Work to do>
A. Copy from the passage on aerosols and soot, starting at "Soot may either" up to and including "and southern hemisphere.".
B. Using the passage on aerosols and soot, explain why soot can either cool or warm Earth's climate system.

Page excerpt>
■ ■ ■ ■ ■

In addition to their direct effect by scattering and absorbing solar radiation, aerosols have indirect effects on the Earth's radiation budget. Sulfate aerosols act as cloud condensation nuclei and thus lead to clouds that have more and smaller cloud droplets. These clouds reflect solar radiation more efficiently than clouds with fewer and larger droplets, a phenomenon known as the Twomey effect. This effect also causes droplets to be of more uniform size, which reduces growth of raindrops and makes the cloud more reflective to incoming sunlight, known as the Albrecht effect. Indirect effects are most noticeable in marine stratiform clouds, and have very little radiative effect on convective clouds. Indirect effects of aerosols represent the largest uncertainty in radiative forcing.
Soot may either cool or warm Earth's climate system, depending on whether it is airborne or deposited. Atmospheric soot directly absorbs solar radiation, which heats the atmosphere and cools the surface. In isolated areas with high soot production, such as rural India, as much as 50% of surface warming due to greenhouse gases may be masked by atmospheric brown clouds. When deposited, especially on glaciers or on ice in arctic regions, the lower surface albedo can also directly heat the surface. The influences of atmospheric particles, including black carbon, are most pronounced in the tropics and sub-tropics, particularly in Asia, while the effects of greenhouse gases are dominant in the extratropics and southern hemisphere.

■ ■ ■ ■ ■

Dataset excerpts on object pointing>
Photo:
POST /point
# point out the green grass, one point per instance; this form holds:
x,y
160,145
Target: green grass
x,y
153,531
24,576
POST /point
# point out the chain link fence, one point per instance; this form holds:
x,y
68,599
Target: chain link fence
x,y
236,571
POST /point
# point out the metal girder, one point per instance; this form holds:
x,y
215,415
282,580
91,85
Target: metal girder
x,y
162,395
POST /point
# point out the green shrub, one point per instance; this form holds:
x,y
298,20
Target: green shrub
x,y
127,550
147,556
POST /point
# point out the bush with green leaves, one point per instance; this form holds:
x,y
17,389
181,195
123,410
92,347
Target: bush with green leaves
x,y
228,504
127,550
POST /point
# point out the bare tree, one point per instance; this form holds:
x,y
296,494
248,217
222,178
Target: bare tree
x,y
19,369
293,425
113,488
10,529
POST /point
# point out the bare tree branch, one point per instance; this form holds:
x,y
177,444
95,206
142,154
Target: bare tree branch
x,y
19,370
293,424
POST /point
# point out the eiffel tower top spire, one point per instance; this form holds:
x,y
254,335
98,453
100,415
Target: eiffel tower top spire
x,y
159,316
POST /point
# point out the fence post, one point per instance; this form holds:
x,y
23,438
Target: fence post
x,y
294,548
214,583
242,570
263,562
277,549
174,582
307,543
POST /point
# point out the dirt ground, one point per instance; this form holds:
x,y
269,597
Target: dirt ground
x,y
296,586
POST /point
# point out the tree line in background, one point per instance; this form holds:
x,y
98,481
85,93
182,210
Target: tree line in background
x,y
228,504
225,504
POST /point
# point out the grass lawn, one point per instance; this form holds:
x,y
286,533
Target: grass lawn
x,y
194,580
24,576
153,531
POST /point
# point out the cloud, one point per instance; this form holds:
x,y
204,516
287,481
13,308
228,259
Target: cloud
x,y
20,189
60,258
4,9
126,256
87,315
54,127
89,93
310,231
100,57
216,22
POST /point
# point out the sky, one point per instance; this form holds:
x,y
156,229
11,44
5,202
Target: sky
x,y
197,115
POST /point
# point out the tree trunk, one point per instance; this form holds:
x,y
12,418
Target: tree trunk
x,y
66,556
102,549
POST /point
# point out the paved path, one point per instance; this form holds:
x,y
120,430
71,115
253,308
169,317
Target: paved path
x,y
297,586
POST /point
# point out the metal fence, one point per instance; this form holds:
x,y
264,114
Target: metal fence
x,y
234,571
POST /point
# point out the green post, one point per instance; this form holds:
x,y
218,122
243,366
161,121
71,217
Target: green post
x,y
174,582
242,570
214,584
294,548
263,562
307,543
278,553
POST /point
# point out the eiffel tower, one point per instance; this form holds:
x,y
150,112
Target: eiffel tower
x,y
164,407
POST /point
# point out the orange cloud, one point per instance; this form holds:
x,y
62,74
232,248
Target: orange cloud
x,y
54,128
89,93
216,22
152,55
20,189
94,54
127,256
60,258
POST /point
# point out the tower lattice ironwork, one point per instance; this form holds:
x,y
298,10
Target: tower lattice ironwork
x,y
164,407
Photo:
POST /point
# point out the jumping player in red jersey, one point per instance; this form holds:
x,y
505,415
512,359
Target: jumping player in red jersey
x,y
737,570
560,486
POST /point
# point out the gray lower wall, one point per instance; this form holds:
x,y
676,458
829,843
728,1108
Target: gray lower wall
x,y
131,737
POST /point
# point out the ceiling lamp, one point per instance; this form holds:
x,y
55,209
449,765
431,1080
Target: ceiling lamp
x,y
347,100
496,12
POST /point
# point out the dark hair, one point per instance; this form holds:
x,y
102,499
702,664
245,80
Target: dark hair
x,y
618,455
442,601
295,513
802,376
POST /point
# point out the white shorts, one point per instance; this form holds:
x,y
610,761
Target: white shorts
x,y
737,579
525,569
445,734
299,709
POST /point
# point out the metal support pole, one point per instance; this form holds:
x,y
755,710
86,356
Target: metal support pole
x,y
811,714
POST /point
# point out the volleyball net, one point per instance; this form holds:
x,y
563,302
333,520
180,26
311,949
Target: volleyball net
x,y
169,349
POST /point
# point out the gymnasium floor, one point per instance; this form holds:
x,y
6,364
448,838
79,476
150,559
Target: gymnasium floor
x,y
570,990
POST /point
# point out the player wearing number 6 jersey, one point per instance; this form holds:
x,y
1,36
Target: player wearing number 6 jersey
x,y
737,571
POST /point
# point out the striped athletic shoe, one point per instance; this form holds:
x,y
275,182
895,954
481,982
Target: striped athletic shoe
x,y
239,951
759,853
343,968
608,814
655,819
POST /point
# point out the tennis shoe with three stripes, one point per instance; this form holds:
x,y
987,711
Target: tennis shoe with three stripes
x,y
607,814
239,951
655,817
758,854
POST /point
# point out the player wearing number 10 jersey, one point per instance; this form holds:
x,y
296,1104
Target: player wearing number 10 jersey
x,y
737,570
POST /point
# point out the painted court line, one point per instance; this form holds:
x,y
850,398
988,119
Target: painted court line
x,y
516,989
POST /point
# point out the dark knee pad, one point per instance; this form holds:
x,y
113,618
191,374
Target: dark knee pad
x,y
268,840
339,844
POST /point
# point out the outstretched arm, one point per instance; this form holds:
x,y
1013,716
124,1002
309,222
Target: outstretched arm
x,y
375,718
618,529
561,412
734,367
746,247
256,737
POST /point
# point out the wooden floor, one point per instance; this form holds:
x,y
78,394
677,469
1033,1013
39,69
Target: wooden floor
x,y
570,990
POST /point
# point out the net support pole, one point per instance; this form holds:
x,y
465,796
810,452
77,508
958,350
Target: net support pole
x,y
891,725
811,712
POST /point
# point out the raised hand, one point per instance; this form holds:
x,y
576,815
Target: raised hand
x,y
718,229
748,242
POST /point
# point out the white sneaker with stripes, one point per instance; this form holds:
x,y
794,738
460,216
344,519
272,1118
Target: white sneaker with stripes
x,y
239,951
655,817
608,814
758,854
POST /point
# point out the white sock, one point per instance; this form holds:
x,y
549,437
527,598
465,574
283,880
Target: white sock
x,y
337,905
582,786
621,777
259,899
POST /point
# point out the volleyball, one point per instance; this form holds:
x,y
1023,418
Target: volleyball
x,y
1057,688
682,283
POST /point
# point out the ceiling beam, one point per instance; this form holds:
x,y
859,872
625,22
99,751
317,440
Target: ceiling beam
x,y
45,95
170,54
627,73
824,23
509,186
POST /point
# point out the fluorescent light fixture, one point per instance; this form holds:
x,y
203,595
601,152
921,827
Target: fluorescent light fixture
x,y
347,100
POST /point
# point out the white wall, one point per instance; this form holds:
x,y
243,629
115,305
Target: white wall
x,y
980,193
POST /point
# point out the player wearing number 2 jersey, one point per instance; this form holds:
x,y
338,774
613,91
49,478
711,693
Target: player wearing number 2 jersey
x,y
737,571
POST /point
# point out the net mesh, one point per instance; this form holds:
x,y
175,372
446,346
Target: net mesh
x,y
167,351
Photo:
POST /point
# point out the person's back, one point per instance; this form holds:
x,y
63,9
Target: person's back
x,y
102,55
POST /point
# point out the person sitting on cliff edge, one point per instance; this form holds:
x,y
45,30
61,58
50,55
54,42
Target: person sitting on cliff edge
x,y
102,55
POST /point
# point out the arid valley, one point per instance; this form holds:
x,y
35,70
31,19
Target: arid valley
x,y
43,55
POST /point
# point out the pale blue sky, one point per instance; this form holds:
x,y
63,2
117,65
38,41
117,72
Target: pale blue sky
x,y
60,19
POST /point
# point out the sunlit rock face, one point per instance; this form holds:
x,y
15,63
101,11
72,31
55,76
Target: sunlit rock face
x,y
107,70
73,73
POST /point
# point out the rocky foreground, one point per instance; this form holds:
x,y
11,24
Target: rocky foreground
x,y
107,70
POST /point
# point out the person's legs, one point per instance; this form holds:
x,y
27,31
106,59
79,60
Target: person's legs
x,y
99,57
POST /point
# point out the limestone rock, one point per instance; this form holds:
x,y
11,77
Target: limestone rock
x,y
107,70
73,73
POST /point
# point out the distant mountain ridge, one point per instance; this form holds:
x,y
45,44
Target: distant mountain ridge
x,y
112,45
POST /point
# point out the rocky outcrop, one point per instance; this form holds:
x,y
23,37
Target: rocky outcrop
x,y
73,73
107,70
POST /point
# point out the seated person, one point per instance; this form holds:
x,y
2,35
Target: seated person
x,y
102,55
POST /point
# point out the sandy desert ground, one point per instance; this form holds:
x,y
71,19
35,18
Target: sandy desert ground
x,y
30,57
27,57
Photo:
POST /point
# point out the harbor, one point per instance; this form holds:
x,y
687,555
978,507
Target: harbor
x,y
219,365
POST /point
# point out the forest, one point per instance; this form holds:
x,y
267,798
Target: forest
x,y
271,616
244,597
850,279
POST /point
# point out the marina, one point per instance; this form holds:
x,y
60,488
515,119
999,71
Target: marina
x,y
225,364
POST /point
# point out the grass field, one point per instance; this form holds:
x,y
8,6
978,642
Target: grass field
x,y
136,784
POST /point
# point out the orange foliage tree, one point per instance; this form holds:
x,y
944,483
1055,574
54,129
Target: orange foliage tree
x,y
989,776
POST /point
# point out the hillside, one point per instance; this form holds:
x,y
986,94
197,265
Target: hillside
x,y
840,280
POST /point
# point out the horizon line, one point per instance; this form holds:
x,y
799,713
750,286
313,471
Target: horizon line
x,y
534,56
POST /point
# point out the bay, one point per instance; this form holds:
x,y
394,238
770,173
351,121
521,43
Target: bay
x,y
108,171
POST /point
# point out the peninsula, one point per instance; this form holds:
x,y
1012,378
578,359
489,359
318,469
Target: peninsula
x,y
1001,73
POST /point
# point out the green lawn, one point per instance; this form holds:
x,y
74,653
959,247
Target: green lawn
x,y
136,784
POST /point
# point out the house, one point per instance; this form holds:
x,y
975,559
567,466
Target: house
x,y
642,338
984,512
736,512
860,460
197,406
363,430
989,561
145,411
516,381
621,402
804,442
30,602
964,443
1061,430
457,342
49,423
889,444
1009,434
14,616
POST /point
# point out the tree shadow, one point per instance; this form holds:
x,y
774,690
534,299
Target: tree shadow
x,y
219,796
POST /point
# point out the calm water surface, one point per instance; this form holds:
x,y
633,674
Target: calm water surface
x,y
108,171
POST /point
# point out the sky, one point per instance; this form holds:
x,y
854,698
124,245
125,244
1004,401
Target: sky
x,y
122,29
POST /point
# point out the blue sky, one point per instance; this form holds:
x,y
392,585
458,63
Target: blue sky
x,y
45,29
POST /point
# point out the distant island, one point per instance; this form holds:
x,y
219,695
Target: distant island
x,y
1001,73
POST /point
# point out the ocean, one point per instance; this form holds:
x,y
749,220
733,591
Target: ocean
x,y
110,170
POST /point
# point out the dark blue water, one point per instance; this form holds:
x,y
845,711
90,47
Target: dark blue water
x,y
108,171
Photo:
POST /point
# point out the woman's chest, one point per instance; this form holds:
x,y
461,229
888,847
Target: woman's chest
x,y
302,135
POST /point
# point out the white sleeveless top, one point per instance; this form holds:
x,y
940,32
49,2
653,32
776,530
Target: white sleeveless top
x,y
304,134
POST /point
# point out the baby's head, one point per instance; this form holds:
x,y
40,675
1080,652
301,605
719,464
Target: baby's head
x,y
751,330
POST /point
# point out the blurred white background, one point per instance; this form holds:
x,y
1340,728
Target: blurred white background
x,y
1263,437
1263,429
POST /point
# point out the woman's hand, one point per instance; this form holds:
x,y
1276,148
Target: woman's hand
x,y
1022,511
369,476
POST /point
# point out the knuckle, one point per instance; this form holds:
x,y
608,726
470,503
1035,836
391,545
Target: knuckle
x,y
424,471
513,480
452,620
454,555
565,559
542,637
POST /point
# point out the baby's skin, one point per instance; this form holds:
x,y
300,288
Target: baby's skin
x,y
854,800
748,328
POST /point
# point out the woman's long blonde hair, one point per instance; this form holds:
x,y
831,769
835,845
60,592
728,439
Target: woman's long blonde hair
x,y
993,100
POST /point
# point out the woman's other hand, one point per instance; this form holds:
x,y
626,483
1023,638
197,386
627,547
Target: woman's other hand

■ ■ ■ ■ ■

Task answers>
A.
Soot may either cool or warm Earth's climate system, depending on whether it is airborne or deposited. Atmospheric soot directly absorbs solar radiation, which heats the atmosphere and cools the surface. In isolated areas with high soot production, such as rural India, as much as 50% of surface warming due to greenhouse gases may be masked by atmospheric brown clouds. When deposited, especially on glaciers or on ice in arctic regions, the lower surface albedo can also directly heat the surface. The influences of atmospheric particles, including black carbon, are most pronounced in the tropics and sub-tropics, particularly in Asia, while the effects of greenhouse gases are dominant in the extratropics and southern hemisphere.

B. Soot in the atmosphere directly absorbs solar radiation, which heats the atmosphere and cools the surface. When soot is deposited, especially on glaciers or on ice in arctic regions, it lowers the surface albedo, which can directly heat the surface.